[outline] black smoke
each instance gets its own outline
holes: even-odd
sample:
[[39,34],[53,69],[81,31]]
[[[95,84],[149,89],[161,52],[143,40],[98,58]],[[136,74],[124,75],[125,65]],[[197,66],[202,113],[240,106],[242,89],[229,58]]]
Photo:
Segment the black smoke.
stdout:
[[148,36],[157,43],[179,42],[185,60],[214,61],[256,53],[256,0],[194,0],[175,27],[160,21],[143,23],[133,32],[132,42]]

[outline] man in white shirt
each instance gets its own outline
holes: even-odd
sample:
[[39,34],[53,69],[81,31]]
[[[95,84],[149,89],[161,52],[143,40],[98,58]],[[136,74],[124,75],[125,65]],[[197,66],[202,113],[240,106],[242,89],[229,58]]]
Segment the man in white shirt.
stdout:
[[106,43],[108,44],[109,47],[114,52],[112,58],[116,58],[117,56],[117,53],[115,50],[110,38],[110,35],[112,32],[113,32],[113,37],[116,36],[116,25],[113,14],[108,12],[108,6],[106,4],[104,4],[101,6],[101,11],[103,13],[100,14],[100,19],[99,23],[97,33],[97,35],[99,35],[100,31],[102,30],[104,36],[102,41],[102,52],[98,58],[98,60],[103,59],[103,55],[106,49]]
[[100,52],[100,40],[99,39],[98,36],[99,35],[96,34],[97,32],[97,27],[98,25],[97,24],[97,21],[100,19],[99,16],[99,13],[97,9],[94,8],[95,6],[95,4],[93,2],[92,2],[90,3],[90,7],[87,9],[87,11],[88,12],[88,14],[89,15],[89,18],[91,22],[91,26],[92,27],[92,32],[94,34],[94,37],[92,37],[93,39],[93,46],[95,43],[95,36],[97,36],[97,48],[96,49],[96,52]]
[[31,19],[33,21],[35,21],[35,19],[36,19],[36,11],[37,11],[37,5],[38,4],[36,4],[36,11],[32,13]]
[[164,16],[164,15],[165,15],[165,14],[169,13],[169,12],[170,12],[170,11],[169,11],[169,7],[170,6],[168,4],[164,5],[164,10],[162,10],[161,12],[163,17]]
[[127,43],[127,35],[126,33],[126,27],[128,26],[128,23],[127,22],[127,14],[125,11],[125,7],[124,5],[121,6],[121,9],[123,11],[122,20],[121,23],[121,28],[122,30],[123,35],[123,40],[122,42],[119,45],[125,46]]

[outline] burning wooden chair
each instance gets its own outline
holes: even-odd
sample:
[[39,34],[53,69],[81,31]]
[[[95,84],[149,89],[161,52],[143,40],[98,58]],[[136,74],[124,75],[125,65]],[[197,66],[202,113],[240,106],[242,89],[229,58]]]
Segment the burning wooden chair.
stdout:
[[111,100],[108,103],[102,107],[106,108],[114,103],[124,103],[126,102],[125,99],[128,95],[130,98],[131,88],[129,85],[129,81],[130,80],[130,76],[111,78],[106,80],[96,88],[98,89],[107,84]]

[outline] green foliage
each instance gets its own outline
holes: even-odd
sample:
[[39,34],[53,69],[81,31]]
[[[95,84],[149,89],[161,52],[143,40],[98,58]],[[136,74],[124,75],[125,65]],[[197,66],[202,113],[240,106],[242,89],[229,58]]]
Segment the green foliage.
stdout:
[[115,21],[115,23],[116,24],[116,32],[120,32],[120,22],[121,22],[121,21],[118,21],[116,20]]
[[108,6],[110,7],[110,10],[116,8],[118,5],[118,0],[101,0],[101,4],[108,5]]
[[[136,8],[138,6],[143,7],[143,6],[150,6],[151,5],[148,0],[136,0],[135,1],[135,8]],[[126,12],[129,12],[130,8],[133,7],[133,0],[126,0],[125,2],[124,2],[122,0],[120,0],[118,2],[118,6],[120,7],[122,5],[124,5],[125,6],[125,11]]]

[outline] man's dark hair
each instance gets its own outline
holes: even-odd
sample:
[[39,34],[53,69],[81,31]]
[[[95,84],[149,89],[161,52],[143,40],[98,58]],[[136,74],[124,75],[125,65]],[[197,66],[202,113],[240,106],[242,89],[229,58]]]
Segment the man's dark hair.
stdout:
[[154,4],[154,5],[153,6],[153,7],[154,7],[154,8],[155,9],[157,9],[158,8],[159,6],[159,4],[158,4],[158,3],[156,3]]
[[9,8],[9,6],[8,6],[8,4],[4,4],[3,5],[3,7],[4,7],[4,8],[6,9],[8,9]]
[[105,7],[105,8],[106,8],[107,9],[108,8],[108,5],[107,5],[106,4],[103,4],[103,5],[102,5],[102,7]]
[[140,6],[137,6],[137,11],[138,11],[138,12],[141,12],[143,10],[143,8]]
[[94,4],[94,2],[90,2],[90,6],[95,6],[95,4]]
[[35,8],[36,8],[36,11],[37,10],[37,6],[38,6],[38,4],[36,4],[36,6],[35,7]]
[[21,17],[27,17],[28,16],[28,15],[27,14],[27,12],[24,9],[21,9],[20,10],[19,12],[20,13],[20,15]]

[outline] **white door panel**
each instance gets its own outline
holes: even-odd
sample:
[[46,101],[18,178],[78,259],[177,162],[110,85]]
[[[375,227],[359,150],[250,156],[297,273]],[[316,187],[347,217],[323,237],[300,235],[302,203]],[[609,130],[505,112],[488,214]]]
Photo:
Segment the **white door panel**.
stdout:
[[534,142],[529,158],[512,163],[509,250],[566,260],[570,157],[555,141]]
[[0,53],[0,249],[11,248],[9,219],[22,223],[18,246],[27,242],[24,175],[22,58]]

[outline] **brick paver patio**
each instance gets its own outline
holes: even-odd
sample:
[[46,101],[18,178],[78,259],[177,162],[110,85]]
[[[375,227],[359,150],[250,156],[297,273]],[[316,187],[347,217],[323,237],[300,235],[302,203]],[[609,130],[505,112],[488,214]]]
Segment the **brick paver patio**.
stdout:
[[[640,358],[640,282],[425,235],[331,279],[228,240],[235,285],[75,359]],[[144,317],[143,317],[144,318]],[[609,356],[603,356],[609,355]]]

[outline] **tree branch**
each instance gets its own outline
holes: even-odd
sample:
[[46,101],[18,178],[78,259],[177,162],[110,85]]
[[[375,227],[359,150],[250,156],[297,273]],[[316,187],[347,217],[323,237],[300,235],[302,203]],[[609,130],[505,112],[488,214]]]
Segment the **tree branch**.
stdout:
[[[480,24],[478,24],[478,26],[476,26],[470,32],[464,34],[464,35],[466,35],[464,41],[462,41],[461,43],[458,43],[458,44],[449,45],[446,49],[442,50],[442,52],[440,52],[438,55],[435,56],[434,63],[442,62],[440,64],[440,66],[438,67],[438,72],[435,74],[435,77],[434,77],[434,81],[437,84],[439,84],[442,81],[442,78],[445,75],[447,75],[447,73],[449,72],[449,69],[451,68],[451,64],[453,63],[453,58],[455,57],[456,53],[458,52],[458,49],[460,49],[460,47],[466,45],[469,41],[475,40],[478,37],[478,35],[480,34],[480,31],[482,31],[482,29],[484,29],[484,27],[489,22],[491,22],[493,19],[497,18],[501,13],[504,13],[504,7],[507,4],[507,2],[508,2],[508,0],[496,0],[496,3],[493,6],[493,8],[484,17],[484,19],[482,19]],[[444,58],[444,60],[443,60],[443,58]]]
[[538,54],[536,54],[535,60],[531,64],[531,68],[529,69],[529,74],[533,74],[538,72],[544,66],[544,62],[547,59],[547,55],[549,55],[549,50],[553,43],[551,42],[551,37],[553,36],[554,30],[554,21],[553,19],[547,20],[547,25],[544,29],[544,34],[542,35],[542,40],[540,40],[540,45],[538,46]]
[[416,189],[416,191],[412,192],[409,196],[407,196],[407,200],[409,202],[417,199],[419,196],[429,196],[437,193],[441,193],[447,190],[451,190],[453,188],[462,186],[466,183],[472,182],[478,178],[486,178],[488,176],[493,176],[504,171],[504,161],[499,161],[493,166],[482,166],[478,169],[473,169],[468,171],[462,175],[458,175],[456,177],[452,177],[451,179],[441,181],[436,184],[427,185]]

++++++

TASK REQUIREMENTS: Please count the lines of the material above that contain the string "burning", matching case exactly. Give only the number.

EXERCISE SOLUTION: 2